• **Fragmento seleccionado**
Por eso, vivir como resucitados, es en definitiva percibir la dinámica pascual de la realidad, es creer que la situación tal como la estamos viviendo, con todas sus ambigüedades, con todos sus descalabros y sinsabores, no tiene la última ni definitiva palabra. La realidad misma, entraña una dinámica pascual en donde la muerte es vencida por la vida, en donde los proyectos, los micro proyectos generan vida. Esto es vivir como resucitados, al dar lugar a la utopía que nos empuja a caminar y nos abre horizontes de actuación, y a la esperanza de que el Dios en quien ponemos nuestra fe es un Dios vivo, que es el mismo que fue crucificado y ahora está vivo y viviente en medio de nuestra historia. 

Quiero terminar este aporte, con un bello poema que permite descubrir lo grandioso de la resurrección, y el potencial de la dinámica pascual que entraña nuestra realidad, un poema que hace frente a lo minúsculo, limitado, y pasivo de la muerte que a diario amenaza y se hace presente en nuestras calles, en nuestras ciudades y pueblos. Dar paso a la fe y a la esperanza en el Dios vivo y resucitado, nos permite percibirnos como amenazados de resurrección: 

Dicen que estoy “amenazado de muerte”... Tal vez. Sea ello lo que fuera estoy tranquilo. Porque si me matan, no me quitarán la vida, me la llevaré conmigo, colgando sobre el hombro, como un morral de pastor...  

A quien se mata se le puede quitar todo previamente, tal como se usa hoy, dicen: los dedos de la mano, la lengua, la cabeza... Se le puede quemar el cuerpo con cigarrillos, se le puede aserrar, partir, destrozar, hacer picadillo... Todo se le puede hacer, y quienes me lean se conmoverán profundamente, y con razón. 

Yo no me conmuevo gran cosa, porque, desde niño, alguien sopló a mis oídos una verdad inconmovible que es, al mismo tiempo, una invitación a la eternidad: “No temáis a los que pueden matar el cuerpo, pero no pueden quitar la vida”.

• **Ejercicio**
Devuelve íntegro y sin ningún cambio el texto sobre vivir como resucitados.

Entradas de datos guardadas:
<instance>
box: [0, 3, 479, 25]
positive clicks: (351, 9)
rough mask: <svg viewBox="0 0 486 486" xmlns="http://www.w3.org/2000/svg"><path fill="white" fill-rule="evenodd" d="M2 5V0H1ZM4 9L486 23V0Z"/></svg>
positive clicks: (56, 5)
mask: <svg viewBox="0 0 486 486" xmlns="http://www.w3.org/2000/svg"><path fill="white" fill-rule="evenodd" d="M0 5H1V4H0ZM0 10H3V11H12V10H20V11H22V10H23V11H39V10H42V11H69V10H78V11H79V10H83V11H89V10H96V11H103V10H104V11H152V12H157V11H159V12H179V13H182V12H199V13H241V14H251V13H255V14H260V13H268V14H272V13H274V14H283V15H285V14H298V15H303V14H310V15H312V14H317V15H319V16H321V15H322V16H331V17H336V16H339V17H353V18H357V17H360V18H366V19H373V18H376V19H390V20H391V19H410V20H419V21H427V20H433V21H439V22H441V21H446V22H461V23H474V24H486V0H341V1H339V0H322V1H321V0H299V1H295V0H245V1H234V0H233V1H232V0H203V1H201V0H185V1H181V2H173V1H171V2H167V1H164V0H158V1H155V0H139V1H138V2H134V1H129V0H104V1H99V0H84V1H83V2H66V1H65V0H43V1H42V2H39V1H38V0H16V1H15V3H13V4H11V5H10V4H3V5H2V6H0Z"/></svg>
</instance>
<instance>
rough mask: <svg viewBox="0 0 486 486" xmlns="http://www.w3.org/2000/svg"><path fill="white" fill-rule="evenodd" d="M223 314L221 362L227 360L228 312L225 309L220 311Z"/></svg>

• **Solución del ejercicio**
Por eso, vivir como resucitados, es en definitiva percibir la dinámica pascual de la realidad, es creer que la situación tal como la estamos viviendo, con todas sus ambigüedades, con todos sus descalabros y sinsabores, no tiene la última ni definitiva palabra. La realidad misma, entraña una dinámica pascual en donde la muerte es vencida por la vida, en donde los proyectos, los micro proyectos generan vida. Esto es vivir como resucitados, al dar lugar a la utopía que nos empuja a caminar y nos abre horizontes de actuación, y a la esperanza de que el Dios en quien ponemos nuestra fe es un Dios vivo, que es el mismo que fue crucificado y ahora está vivo y viviente en medio de nuestra historia. 

Quiero terminar este aporte, con un bello poema que permite descubrir lo grandioso de la resurrección, y el potencial de la dinámica pascual que entraña nuestra realidad, un poema que hace frente a lo minúsculo, limitado, y pasivo de la muerte que a diario amenaza y se hace presente en nuestras calles, en nuestras ciudades y pueblos. Dar paso a la fe y a la esperanza en el Dios vivo y resucitado, nos permite percibirnos como amenazados de resurrección: 

Dicen que estoy “amenazado de muerte”... Tal vez. Sea ello lo que fuera estoy tranquilo. Porque si me matan, no me quitarán la vida, me la llevaré conmigo, colgando sobre el hombro, como un morral de pastor...  

A quien se mata se le puede quitar todo previamente, tal como se usa hoy, dicen: los dedos de la mano, la lengua, la cabeza... Se le puede quemar el cuerpo con cigarrillos, se le puede aserrar, partir, destrozar, hacer picadillo... Todo se le puede hacer, y quienes me lean se conmoverán profundamente, y con razón. 

Yo no me conmuevo gran cosa, porque, desde niño, alguien sopló a mis oídos una verdad inconmovible que es, al mismo tiempo, una invitación a la eternidad: “No temáis a los que pueden matar el cuerpo, pero no pueden quitar la vida”.